Given passage:
## start
How much time could that be used? What physics allow. But for sure there's a limit and we'll hit it in this century.

I only hope that limit gives us enough computer power to do all the things that must be done.
 
[citation][nom]spentshells[/nom]Carbon nano tubes and Graphene[/citation]

Tesla's Ether physics was much more accurate. and his inverse square law of gravity explained both macro and micro objects and how they behave without need to change calculations or alter laws going from one to the other.. Tesla: a man before his time
 
[citation][nom]danwat1234[/nom]Where the heck did you hear that!?[/citation]

AMD is still on 32nm and even so they are competing with a company on 22nm. Their CPUs blows anything Intel had at 32nm out of the water. I mean utterly demolishes it. Intel might compete AMD into non-existence riding on a huge cash pile and fanatic fandom, but I think that in the end AMD would be the ones to make the best processor.

Bit sad really.
 
Um... It highly depends on the workload. As I saw, Vishera has yet to beat Sandy Bridge in gaming for one thing, along with other lightly-threaded tasks, though it still deserves merit for its substantial improvements over Zambezi. :)
## end
Given exercise a:
Answer these about the forum thread:
(i) What process node does the thread say AMD is still on?
(ii) Which two materials does the post quoted from spentshells name?
(iii) In what does the thread say Vishera has yet to beat Sandy Bridge?
The entries come from a different source than the forum thread.

Material for this exercise:
## start
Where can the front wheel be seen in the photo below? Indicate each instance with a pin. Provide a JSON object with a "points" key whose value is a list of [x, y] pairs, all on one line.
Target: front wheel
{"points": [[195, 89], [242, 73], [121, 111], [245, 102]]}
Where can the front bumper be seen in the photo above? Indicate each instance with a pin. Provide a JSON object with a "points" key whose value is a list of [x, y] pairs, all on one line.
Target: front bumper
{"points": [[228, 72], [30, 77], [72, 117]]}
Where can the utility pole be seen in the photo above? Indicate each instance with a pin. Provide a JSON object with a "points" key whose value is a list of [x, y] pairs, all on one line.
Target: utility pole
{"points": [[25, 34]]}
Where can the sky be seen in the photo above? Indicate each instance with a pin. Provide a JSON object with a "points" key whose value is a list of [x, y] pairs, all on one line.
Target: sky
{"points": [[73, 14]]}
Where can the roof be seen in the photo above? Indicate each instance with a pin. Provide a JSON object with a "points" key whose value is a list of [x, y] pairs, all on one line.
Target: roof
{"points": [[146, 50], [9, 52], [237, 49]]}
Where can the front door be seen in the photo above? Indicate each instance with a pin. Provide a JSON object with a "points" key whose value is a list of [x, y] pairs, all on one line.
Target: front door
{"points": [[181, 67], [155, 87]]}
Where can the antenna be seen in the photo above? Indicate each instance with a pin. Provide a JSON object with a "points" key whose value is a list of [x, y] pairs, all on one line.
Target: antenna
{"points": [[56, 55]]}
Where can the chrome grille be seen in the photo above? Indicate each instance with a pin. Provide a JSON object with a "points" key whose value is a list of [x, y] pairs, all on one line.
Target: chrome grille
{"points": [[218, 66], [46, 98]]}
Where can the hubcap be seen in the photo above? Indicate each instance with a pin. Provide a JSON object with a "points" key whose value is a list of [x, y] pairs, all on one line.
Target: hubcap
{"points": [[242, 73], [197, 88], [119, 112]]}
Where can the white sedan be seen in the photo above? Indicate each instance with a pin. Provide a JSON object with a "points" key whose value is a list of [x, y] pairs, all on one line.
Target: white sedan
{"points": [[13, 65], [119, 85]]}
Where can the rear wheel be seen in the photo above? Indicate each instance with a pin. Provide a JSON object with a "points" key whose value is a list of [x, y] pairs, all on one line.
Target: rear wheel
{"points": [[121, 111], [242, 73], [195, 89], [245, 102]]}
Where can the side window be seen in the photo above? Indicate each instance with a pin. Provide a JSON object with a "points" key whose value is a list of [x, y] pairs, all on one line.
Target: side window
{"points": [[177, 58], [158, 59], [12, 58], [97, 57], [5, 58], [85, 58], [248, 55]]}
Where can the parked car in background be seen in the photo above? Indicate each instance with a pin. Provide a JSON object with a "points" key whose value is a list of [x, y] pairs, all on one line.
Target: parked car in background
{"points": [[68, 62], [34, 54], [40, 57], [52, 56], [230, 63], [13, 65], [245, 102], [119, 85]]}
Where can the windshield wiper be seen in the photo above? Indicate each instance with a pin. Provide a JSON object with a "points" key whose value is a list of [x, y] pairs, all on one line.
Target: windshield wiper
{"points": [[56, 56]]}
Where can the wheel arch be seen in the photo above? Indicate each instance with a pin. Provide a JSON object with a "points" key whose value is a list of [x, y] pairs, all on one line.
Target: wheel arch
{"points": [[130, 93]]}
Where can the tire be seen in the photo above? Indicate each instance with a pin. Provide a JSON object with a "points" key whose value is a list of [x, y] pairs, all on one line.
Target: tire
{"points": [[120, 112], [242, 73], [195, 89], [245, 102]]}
## end
Given exercise b:
Please select every line of the entries that contains the string "rear". Case counts.

Output a:
(i) 32nm
(ii) Carbon nano tubes and Graphene
(iii) Gaming, along with other lightly-threaded tasks

Output b:
Where can the rear wheel be seen in the photo above? Indicate each instance with a pin. Provide a JSON object with a "points" key whose value is a list of [x, y] pairs, all on one line.
Target: rear wheel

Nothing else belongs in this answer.